* **Prompt 1**:
Quote the court opinion below from "On appeal, appellant" up to and including "agree with appellant.".
* **Prompt 2**:
In the court opinion below, what does appellant not dispute on appeal?
══ Selected text
A mental health consultant from the jail, Grooms, testified that she believed that appellant was mentally ill because he had delusions about, among other things, having lost large amounts of weight and having people in his cell. Regarding appellant's consumption of food and water in jail, Grooms testified:

“I think the first few weeks of [appellant's] custody [after the bank incident], he was not eating regularly or well enough. He had a lot of diet concerns and I think that may be cultural, too. I know eventually they were able to get him whatever type of diet he had requested. And there's a lot of documentation * * * of his not eating for several days and then eating, like, a full meal, a sack lunch, drinking five cups of juice and having cookies.”

According to Grooms, who had seen appellant when he was in custody after both the airport incident and the bank incident, appellant had not suffered any “notable weight loss” while in jail. Grooms testified that, if a person was in jail on misdemeanor charges and did not have any holds, the person probably would be in jail [a] few days at most.”

The trial court concluded that appellant “suffer[ed] from a mental disorder” and, as a result, was “dangerous to [him] self,” “dangerous to others,” and “unable to provide for basic personal needs and [was] not receiving such care as is necessary for health and safety.” See ORS 426.130(1)(a)(C) ; former ORS 426.005(1)(e)(A), (B) (2014), renumbered as ORS 426.005(1)(f)(A), (B) (2015). Regarding appellant's dangerousness, the trial court reasoned that, because appellant was unable to accurately interpret others' actions and control his own responses, he might overreact to others and “either he or somebody in the community would get hurt.” Regarding appellant's ability to provide for his basic needs, the trial court found that appellant would remain in jail on his pending misdemeanor charges only for “a relatively short period of time” and that, when released, he would not be able to meet his basic needs because he was unable to make or follow through with “any plan.”

On appeal, appellant does not dispute that the state presented sufficient evidence to establish that he has a mental disorder, but he does dispute that the state presented sufficient evidence to establish that he was a danger to himself, a danger to others, or unable to provide for his basic needs. For the reasons explained below, we agree with appellant.
════
══ Material provided
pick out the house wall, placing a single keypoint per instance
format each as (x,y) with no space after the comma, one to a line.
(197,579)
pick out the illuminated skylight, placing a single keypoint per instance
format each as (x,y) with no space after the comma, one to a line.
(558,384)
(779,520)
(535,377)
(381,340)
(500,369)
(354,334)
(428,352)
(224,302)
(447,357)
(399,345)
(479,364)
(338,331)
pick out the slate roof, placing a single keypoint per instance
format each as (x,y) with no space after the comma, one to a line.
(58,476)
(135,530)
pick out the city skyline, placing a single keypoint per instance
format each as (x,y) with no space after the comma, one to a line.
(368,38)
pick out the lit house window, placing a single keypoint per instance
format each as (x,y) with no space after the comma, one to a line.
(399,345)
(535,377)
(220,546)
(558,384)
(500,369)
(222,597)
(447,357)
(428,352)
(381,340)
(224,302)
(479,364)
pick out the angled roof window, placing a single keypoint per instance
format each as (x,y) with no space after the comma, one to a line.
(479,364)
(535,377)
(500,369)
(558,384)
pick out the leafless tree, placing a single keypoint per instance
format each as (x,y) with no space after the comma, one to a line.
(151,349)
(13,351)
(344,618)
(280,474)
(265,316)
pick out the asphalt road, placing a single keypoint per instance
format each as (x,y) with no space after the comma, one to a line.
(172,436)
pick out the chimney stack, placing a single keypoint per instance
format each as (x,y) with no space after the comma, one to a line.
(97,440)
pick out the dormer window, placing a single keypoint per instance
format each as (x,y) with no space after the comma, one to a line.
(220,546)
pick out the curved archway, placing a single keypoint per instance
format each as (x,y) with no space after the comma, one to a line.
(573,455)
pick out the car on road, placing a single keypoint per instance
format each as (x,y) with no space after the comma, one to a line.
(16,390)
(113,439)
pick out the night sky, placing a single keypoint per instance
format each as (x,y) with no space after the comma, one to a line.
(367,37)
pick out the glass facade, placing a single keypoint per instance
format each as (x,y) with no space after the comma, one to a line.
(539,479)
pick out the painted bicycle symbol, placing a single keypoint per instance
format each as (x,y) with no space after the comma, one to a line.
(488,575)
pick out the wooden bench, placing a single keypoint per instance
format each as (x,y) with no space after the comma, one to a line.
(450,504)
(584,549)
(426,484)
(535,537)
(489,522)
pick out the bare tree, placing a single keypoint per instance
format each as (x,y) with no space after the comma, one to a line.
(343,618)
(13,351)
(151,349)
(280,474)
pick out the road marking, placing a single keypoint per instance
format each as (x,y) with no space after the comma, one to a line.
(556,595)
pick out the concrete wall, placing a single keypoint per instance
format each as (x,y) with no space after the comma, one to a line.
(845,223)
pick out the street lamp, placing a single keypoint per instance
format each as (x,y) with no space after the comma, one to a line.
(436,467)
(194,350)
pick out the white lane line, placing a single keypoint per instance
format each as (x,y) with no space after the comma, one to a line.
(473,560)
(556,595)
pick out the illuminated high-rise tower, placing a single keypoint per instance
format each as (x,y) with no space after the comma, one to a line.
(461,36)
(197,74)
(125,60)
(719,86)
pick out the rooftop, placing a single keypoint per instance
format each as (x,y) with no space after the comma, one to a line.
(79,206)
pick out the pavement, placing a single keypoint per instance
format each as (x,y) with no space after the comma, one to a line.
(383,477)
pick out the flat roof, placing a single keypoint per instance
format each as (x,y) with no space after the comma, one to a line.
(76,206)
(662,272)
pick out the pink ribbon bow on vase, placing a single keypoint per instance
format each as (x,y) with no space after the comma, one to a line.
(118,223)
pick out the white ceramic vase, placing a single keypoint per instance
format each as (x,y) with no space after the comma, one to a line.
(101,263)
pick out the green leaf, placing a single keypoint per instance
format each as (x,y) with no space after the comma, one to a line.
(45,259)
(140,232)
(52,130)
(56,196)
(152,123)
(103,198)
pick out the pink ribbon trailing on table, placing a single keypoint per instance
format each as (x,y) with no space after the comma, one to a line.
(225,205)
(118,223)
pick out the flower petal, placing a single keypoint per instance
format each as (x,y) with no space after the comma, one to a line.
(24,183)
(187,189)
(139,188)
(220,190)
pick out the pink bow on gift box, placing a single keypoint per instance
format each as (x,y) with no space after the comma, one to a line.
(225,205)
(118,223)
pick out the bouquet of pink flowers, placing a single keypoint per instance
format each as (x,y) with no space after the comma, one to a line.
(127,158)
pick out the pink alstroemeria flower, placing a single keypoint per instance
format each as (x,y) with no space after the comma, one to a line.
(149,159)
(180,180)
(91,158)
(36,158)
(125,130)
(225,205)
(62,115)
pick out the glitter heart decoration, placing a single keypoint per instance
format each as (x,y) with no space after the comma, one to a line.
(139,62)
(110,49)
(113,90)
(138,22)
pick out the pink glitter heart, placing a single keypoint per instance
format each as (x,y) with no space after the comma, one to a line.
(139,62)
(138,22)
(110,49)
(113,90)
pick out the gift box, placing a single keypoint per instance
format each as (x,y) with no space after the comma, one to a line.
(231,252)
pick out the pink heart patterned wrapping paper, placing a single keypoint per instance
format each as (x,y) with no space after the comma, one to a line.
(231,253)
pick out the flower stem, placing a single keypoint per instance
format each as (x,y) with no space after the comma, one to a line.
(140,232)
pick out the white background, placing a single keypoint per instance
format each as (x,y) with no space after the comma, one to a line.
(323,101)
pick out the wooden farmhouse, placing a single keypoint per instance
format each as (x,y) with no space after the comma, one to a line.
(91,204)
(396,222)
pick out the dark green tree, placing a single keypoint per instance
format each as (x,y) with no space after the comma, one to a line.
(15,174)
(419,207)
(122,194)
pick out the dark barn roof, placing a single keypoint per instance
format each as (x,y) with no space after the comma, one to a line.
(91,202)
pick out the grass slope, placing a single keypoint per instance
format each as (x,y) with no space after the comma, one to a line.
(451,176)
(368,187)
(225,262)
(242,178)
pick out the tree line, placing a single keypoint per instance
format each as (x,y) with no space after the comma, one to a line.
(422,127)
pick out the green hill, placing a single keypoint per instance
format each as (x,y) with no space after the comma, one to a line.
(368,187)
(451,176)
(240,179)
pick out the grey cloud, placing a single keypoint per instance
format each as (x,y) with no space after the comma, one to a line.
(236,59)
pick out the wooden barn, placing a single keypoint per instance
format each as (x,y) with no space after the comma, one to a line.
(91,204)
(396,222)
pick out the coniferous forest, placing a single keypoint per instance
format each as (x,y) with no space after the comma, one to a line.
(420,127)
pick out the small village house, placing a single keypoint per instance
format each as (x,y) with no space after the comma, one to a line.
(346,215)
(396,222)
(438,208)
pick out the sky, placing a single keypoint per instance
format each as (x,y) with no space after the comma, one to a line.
════
* **Your response 1**:
On appeal, appellant does not dispute that the state presented sufficient evidence to establish that he has a mental disorder, but he does dispute that the state presented sufficient evidence to establish that he was a danger to himself, a danger to others, or unable to provide for his basic needs. For the reasons explained below, we agree with appellant.

* **Your response 2**:
He does not dispute that the state presented sufficient evidence to establish that he has a mental disorder.